══ Study material
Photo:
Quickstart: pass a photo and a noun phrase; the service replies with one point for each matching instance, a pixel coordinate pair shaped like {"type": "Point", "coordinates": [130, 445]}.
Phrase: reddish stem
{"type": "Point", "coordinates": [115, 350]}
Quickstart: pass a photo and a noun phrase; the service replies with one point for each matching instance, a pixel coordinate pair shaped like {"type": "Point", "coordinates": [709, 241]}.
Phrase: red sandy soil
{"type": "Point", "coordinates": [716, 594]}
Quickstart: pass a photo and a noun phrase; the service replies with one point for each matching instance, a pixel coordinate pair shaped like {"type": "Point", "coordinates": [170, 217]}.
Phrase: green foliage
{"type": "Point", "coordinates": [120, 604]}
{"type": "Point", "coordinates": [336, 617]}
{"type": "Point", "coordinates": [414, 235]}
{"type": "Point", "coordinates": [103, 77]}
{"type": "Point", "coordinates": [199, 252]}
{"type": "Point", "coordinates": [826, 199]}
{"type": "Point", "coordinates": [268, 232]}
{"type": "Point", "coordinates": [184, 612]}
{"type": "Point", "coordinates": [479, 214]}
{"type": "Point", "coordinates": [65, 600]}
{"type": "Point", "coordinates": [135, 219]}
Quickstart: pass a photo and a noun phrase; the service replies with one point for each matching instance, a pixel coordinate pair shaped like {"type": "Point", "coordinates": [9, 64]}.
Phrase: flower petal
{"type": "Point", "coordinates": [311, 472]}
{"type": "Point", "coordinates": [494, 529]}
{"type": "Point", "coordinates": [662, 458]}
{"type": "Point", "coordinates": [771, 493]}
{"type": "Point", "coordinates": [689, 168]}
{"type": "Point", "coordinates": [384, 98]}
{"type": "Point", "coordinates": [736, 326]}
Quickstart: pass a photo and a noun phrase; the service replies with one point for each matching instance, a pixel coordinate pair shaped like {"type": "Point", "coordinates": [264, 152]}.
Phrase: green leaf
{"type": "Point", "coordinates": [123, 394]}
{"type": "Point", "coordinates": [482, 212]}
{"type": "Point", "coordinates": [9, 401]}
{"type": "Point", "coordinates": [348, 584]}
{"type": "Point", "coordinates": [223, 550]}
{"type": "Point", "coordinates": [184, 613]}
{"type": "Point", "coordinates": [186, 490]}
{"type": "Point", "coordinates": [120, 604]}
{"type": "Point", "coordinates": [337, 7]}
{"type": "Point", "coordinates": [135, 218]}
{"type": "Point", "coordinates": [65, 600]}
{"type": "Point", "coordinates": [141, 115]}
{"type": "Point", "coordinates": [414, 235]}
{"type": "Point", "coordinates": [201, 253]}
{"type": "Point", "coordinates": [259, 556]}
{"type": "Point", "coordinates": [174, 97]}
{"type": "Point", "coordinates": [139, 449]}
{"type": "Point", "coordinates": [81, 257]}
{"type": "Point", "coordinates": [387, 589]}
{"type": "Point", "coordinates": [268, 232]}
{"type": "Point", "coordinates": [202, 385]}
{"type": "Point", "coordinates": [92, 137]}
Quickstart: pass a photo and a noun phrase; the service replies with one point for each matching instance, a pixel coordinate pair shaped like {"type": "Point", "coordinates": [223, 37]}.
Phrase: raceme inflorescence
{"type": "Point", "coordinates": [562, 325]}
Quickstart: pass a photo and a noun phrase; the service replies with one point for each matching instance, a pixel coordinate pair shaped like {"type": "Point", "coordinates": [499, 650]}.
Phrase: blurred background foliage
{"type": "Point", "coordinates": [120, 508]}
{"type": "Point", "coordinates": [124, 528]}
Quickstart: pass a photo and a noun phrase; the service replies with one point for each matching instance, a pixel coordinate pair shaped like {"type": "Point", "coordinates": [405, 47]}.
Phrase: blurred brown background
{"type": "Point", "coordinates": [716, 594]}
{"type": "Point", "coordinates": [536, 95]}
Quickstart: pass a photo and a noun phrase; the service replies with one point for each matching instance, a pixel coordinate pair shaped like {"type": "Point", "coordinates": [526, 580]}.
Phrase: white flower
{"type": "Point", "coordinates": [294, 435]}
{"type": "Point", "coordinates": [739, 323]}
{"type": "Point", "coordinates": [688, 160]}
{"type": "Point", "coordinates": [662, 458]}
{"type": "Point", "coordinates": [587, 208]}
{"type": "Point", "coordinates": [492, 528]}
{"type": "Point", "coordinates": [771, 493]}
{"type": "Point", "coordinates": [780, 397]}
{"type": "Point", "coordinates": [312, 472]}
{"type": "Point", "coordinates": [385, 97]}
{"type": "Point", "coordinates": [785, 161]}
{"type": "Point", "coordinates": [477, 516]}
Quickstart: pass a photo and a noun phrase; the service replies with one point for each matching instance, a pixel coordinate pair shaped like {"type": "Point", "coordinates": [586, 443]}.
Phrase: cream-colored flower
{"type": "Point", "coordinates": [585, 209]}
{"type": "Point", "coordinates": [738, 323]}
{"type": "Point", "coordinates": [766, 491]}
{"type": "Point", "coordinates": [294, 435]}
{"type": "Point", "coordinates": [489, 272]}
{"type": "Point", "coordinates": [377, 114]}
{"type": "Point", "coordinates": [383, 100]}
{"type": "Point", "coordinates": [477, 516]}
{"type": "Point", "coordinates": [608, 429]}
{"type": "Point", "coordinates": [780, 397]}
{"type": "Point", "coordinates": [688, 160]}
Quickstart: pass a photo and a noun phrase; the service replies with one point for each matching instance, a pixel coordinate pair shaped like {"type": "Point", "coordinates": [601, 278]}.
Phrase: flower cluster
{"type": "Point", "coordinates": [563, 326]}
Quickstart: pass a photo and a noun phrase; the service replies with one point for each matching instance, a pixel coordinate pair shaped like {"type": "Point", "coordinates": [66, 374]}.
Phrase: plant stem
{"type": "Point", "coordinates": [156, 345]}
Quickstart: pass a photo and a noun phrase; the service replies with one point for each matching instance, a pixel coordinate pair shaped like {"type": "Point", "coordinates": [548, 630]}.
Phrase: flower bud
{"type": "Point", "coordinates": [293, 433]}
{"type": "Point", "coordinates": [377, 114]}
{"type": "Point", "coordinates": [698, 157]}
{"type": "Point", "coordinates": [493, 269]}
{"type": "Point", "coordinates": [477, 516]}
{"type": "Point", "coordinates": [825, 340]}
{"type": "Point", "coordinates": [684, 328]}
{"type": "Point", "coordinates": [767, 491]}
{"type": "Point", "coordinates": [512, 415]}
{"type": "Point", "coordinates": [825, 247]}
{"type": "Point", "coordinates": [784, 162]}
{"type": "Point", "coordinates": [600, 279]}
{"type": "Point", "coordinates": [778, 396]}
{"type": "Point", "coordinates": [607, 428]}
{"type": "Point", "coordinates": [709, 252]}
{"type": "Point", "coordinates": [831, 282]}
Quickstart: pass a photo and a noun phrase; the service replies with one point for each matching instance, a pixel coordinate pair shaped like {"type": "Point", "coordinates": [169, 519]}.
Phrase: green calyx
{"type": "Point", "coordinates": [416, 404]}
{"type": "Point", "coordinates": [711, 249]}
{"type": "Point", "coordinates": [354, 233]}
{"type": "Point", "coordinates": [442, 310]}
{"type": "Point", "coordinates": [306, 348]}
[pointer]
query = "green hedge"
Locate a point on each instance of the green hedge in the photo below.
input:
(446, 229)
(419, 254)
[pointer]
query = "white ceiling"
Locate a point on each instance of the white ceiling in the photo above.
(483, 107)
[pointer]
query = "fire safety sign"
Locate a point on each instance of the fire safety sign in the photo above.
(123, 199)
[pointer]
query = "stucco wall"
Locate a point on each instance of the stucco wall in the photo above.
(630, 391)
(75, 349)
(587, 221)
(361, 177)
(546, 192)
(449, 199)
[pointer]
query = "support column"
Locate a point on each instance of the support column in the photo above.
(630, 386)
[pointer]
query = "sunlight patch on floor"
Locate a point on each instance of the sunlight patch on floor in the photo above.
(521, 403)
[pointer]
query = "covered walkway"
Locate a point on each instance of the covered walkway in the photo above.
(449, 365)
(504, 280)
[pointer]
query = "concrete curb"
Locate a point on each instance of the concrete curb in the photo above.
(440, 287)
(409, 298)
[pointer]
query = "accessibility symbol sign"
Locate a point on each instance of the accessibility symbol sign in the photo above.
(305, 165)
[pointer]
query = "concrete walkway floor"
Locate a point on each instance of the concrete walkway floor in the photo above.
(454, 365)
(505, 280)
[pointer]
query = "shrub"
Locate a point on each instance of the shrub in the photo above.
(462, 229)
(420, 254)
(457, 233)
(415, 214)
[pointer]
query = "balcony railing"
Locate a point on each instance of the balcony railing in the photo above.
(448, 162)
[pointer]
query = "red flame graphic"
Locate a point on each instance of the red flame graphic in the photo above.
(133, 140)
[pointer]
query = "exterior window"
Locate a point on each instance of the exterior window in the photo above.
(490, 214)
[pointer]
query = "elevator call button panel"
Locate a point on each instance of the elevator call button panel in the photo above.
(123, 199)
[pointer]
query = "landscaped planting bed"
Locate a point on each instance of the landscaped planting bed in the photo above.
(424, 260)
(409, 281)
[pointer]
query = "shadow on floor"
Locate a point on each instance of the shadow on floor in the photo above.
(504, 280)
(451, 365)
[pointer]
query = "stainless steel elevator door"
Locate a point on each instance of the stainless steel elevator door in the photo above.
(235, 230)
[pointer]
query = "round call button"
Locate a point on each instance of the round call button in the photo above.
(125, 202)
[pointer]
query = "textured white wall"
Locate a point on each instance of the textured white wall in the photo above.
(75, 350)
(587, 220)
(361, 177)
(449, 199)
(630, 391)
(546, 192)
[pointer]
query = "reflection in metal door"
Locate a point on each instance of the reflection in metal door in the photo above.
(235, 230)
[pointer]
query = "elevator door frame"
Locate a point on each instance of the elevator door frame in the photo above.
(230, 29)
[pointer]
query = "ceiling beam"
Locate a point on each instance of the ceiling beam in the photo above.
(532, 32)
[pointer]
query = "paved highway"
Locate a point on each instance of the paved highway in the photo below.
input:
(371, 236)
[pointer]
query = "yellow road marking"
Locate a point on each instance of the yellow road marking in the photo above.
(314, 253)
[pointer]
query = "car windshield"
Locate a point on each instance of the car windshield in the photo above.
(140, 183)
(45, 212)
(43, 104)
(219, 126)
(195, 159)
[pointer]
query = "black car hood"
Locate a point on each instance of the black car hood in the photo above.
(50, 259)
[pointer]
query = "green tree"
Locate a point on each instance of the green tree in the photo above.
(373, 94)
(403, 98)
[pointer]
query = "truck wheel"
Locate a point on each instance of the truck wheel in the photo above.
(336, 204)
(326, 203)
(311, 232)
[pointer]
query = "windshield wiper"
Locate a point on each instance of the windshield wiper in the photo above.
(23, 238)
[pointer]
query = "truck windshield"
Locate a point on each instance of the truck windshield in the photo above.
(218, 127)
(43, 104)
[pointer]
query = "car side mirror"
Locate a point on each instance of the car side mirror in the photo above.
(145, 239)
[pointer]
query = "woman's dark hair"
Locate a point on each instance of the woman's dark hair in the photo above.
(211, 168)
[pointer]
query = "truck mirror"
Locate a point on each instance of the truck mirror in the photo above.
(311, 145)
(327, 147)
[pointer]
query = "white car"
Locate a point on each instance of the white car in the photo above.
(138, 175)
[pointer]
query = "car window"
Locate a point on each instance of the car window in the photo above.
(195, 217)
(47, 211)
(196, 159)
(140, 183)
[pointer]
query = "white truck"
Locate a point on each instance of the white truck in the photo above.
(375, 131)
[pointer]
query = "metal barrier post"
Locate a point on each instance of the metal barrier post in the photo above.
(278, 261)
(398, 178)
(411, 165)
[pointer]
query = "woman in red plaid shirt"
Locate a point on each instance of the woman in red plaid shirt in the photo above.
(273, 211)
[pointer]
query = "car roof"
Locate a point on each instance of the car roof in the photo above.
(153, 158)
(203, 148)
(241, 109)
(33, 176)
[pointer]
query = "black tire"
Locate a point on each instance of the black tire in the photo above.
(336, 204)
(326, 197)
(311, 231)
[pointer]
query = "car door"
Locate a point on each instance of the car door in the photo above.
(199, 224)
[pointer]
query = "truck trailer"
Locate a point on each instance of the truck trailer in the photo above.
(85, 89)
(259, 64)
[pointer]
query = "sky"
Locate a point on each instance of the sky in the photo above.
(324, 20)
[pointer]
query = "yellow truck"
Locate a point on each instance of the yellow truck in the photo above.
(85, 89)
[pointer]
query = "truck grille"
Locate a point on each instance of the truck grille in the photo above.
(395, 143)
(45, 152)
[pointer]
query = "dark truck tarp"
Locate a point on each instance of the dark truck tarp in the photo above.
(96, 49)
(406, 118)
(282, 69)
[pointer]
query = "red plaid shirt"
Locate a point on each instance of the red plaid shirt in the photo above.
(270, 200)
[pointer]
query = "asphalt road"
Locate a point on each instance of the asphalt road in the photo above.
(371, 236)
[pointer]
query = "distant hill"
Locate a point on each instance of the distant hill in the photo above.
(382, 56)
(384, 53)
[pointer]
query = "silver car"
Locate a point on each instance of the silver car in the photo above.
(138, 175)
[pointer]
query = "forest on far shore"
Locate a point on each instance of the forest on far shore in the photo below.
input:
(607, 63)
════
Goal of the exercise:
Tally the lines above that hold "highway" and write the result as a lone number.

Output for this task:
2